BEGIN

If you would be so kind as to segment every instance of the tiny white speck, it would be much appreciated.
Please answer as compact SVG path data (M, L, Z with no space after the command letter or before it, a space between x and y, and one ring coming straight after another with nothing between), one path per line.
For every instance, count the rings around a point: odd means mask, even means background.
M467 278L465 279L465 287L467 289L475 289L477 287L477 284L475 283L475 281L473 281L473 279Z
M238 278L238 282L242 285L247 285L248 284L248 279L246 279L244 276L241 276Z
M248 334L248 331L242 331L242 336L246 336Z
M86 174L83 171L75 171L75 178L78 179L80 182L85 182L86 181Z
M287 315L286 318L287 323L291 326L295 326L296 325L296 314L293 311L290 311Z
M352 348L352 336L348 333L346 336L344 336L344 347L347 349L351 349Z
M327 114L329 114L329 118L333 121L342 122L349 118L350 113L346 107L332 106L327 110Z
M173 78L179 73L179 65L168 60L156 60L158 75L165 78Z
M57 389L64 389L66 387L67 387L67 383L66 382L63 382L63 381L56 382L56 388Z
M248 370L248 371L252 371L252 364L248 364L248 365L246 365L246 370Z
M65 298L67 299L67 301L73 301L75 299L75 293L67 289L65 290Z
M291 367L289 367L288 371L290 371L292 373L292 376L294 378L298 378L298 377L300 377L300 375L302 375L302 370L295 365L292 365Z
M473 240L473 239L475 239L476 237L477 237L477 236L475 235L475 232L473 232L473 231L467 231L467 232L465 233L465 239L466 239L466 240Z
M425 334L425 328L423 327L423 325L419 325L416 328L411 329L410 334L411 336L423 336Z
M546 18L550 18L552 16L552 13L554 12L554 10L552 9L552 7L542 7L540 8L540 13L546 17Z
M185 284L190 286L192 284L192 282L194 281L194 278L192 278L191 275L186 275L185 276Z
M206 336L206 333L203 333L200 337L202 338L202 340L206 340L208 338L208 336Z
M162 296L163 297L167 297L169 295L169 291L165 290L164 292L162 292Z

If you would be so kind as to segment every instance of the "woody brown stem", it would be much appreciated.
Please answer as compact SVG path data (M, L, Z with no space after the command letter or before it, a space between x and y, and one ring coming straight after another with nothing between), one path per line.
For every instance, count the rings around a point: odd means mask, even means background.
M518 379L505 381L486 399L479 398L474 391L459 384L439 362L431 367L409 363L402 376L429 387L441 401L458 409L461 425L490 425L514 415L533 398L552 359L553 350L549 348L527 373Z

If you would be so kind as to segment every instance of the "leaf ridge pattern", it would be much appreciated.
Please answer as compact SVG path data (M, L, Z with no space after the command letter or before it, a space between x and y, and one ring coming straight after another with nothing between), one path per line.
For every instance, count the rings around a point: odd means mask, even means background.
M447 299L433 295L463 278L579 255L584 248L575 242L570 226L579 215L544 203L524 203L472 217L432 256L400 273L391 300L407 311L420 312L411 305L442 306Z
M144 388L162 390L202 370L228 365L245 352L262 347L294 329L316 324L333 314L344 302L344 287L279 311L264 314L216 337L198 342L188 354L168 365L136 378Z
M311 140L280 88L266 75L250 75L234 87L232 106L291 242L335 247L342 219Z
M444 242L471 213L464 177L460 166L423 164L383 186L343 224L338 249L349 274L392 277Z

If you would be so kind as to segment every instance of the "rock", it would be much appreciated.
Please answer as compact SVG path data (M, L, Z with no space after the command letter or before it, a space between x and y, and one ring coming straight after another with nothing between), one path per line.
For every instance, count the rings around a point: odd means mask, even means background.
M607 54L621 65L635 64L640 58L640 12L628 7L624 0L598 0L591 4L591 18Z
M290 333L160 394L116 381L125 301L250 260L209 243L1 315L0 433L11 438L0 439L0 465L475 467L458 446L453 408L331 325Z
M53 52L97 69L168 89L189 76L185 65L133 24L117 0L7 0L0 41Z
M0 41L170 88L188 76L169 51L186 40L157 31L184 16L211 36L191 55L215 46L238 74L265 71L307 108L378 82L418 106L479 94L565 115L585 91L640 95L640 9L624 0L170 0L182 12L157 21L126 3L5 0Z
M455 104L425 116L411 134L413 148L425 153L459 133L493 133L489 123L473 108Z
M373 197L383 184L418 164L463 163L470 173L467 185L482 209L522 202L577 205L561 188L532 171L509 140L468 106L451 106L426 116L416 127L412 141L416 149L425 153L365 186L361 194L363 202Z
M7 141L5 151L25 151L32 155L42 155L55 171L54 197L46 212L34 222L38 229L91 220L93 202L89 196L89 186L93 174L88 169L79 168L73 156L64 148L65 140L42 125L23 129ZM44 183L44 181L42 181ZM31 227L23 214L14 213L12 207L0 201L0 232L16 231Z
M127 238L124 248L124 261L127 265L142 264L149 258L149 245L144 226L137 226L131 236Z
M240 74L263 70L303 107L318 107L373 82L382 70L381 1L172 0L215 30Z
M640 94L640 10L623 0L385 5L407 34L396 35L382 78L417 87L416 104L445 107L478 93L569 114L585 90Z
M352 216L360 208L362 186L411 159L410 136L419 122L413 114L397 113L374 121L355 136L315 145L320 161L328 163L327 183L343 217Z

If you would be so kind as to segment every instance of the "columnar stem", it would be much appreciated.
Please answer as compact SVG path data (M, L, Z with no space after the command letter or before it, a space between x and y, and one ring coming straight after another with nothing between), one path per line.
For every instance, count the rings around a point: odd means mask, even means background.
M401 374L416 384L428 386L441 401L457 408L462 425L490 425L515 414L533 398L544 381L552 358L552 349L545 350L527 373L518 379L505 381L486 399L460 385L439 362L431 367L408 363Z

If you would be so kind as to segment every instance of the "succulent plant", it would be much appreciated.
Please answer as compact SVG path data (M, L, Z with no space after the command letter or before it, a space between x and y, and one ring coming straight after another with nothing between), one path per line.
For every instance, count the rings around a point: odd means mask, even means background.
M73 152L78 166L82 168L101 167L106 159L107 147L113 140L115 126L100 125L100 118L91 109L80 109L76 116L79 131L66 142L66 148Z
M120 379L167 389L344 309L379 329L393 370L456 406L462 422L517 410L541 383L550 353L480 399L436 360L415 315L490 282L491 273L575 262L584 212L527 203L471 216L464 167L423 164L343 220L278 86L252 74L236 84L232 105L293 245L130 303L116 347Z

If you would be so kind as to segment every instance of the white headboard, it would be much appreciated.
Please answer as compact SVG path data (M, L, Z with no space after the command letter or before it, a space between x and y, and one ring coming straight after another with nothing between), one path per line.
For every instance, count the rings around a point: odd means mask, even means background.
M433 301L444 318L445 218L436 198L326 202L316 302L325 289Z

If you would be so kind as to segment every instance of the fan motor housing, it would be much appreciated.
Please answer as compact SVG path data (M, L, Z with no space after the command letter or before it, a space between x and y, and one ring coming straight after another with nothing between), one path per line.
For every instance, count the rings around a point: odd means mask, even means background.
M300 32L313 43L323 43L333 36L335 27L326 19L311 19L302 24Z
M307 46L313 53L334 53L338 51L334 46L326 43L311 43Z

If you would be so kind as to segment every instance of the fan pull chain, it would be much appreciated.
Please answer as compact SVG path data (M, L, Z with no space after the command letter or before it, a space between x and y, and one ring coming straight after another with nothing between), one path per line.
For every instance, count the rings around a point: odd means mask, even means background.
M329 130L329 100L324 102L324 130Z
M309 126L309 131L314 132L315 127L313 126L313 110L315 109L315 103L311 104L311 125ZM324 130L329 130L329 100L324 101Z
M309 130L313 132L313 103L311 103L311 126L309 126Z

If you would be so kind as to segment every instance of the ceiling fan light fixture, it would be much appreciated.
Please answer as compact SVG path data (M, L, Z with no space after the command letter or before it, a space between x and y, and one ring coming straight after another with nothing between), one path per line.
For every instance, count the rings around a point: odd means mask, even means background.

END

The response must be an exact reproduction of all the entries.

If you would be so kind as to segment every instance of the tiny white speck, it would be much appreciated.
Please answer as compact SVG path data (M, L, Z with no space after the command letter or before it, a space between x and y, and one ring coming straight after another with nothing between), one path per line.
For every instance, count the rings around a point: odd means mask, even means background.
M467 278L465 279L465 287L467 289L475 289L477 287L477 284L475 283L475 281L473 281L473 279Z
M238 278L238 282L242 285L247 285L248 284L248 279L246 279L244 276L241 276Z
M248 334L248 331L242 331L242 336L246 336Z
M86 174L83 171L75 171L75 178L78 179L80 182L85 182L86 181Z
M287 315L286 318L287 323L291 326L295 326L296 325L296 314L293 311L290 311Z
M352 348L352 336L348 333L346 336L344 336L344 347L347 349L351 349Z
M327 114L329 114L329 118L333 121L342 122L349 118L350 113L346 107L332 106L327 110Z
M173 78L179 73L179 65L168 60L156 60L158 75L165 78Z
M57 389L64 389L66 387L67 387L67 383L66 382L63 382L63 381L56 382L56 388Z
M248 370L248 371L252 371L252 364L248 364L248 365L246 365L246 370Z
M65 298L67 299L67 301L73 301L75 299L75 293L67 289L65 290Z
M291 367L289 367L288 371L290 371L292 373L292 376L294 378L298 378L298 377L300 377L300 375L302 375L302 370L295 365L292 365Z
M473 240L473 239L475 239L476 237L477 237L477 236L475 235L475 232L473 232L473 231L467 231L467 232L465 233L465 239L466 239L466 240Z
M425 334L425 328L423 327L423 325L419 325L416 328L411 329L410 334L411 336L423 336Z
M546 18L550 18L552 16L552 13L554 12L554 10L552 9L552 7L542 7L540 8L540 13L546 17Z
M185 284L190 286L192 284L192 282L194 281L194 278L192 278L191 275L186 275L185 276Z
M206 336L206 333L203 333L200 337L202 338L202 340L206 340L208 338L208 336Z
M162 296L163 297L167 297L169 295L169 291L165 290L164 292L162 292Z

If you would be so kind as to segment every instance of the "woody brown stem", it would be much appreciated.
Please answer as compact SVG path data (M, L, Z with no space after the command letter or before it, a space between x and y, and one ring coming straight after another with nothing between), one path per line.
For every instance, count the rings around a point: odd means mask, even means background.
M518 379L505 381L486 399L479 398L474 391L459 384L439 362L431 367L409 363L402 376L429 387L441 401L458 409L461 425L490 425L514 415L533 398L552 359L553 350L549 348L527 373Z

If you would be so kind as to segment every instance of the "leaf ridge pattern", it would be much appreciated.
Please answer as compact SVG path data (M, L, Z with no space after the command letter or before it, a space between x and y, and one ring coming straight after another with nothing between), one path per line.
For every instance, count the rings around a point: odd means mask, even means background.
M447 299L433 295L463 278L579 255L584 248L575 242L570 226L579 215L544 203L524 203L472 217L432 256L400 273L391 300L407 311L420 312L411 305L442 306Z
M144 388L162 390L202 370L228 365L245 352L262 347L294 329L316 324L333 314L344 302L344 287L279 311L264 314L216 337L198 342L188 354L168 365L136 378Z
M311 140L280 88L266 75L250 75L234 87L232 106L291 242L335 247L342 219Z
M444 242L471 213L464 177L460 166L423 164L383 186L343 224L338 249L349 274L392 277Z

If you would be so kind as to segment every instance of the "rock", it would be much appreciated.
Please answer as compact SVG path data (M, L, Z with no space after the command letter or before it, a space between x and y, and one ring coming straight after another with nothing between), one path per line.
For every instance, count the rings around a point: odd means mask, even means background.
M607 54L621 65L635 64L640 58L640 12L628 7L624 0L598 0L591 4L591 18Z
M290 333L160 394L116 381L125 301L250 260L209 243L1 315L0 433L11 438L0 439L0 465L475 467L458 446L453 408L331 325Z
M53 52L97 69L168 89L189 76L185 65L133 24L117 0L7 0L0 41Z
M0 41L170 88L188 76L169 51L186 40L157 31L184 16L211 36L191 55L215 46L238 74L265 71L307 108L378 82L418 106L479 94L565 115L585 91L640 95L640 9L624 0L170 0L182 12L157 21L126 3L5 0Z
M455 104L425 116L411 134L413 148L425 153L459 133L493 133L489 123L473 108Z
M373 197L383 184L418 164L463 163L470 173L467 185L482 209L522 202L577 205L561 188L532 171L509 140L468 106L451 106L426 116L416 127L412 141L416 149L425 153L365 186L361 194L363 202Z
M7 141L5 151L25 151L32 155L42 155L55 171L54 197L46 212L34 222L38 229L91 220L93 202L89 196L89 186L93 174L88 169L79 168L73 156L64 148L65 140L42 125L23 129ZM44 183L44 181L42 181ZM31 227L23 214L14 213L12 207L0 201L0 232L16 231Z
M127 238L124 248L124 261L127 265L142 264L149 258L149 245L144 226L137 226L131 236Z
M240 74L263 70L303 107L318 107L373 82L382 70L381 1L172 0L215 30Z
M640 94L640 10L623 0L385 5L407 34L396 35L382 78L417 87L416 104L445 107L478 93L569 114L585 90Z
M352 216L360 208L362 186L411 159L410 136L419 122L413 114L397 113L374 121L355 136L315 145L320 161L328 163L327 183L343 217Z

If you would be so kind as to segment every instance of the "columnar stem", it would be much appreciated.
Please answer as compact SVG path data (M, L, Z with no space after the command letter or before it, a space between x and y, and one ring coming straight after another with nothing between), one path per line.
For every instance, count the rings around a point: odd means mask, even means background.
M401 374L416 384L428 386L441 401L457 408L462 425L490 425L515 414L533 398L544 381L552 358L552 349L545 350L527 373L518 379L505 381L486 399L460 385L439 362L431 367L408 363Z

If you would be so kind as to segment every instance of the "succulent plant", it would be much appreciated.
Please answer as compact SVG path data (M, L, Z with no space after the command letter or before it, a space between x and y, and one ring coming straight after another with nothing between), one path per line.
For every instance, count the rings around a point: odd means mask, even means background.
M73 152L78 166L82 168L101 167L106 159L107 147L113 140L115 126L100 125L100 118L91 109L80 109L76 116L79 131L66 142L66 148Z
M120 379L167 389L344 309L379 329L393 370L456 406L462 422L517 410L541 383L550 353L480 399L436 360L415 315L490 282L491 273L575 262L584 212L527 203L471 216L464 167L423 164L343 220L278 86L252 74L236 84L232 105L293 245L130 303L116 347Z

If you would be so kind as to segment every instance of the white headboard, it would be much appreciated.
Please answer as compact SVG path data (M, L, Z with no space after the command letter or before it, a space between x and y, and one ring coming straight after another with nothing between), one path per line.
For every instance, count the rings around a point: odd means mask, even means background.
M433 301L444 318L445 218L436 198L326 202L316 302L325 289Z

If you would be so kind as to segment every instance of the fan motor housing, it would be much appreciated.
Please answer as compact SVG path data (M, L, Z with no space after the command letter or before it, a space between x and y, and one ring coming straight after another with nothing between), one path per line.
For every instance, count the rings around a point: odd means mask, even means background.
M300 32L313 43L323 43L333 36L335 27L326 19L311 19L302 24Z
M307 46L313 53L334 53L338 51L334 46L326 43L311 43Z

If you would be so kind as to segment every instance of the fan pull chain, it would be much appreciated.
Please answer as compact SVG path data (M, L, Z with no space after the command letter or before it, a space between x and y, and one ring coming straight after another with nothing between), one path per line.
For every instance, count the rings around a point: odd means mask, even means background.
M329 130L329 100L324 102L324 130Z
M309 126L309 131L314 132L315 127L313 126L313 110L315 109L315 103L311 104L311 125ZM324 130L329 130L329 100L324 101Z
M309 130L313 132L313 103L311 103L311 126L309 126Z

If you would be so kind as to segment every instance of the ceiling fan light fixture, it would be much appreciated.
Please answer as compact SVG path data (M, L, Z with no space after the command letter or before it, a space between x and y, and one ring coming straight after another with nothing between), one path per line.
For every instance, count the rings around a point: odd means mask, even means background.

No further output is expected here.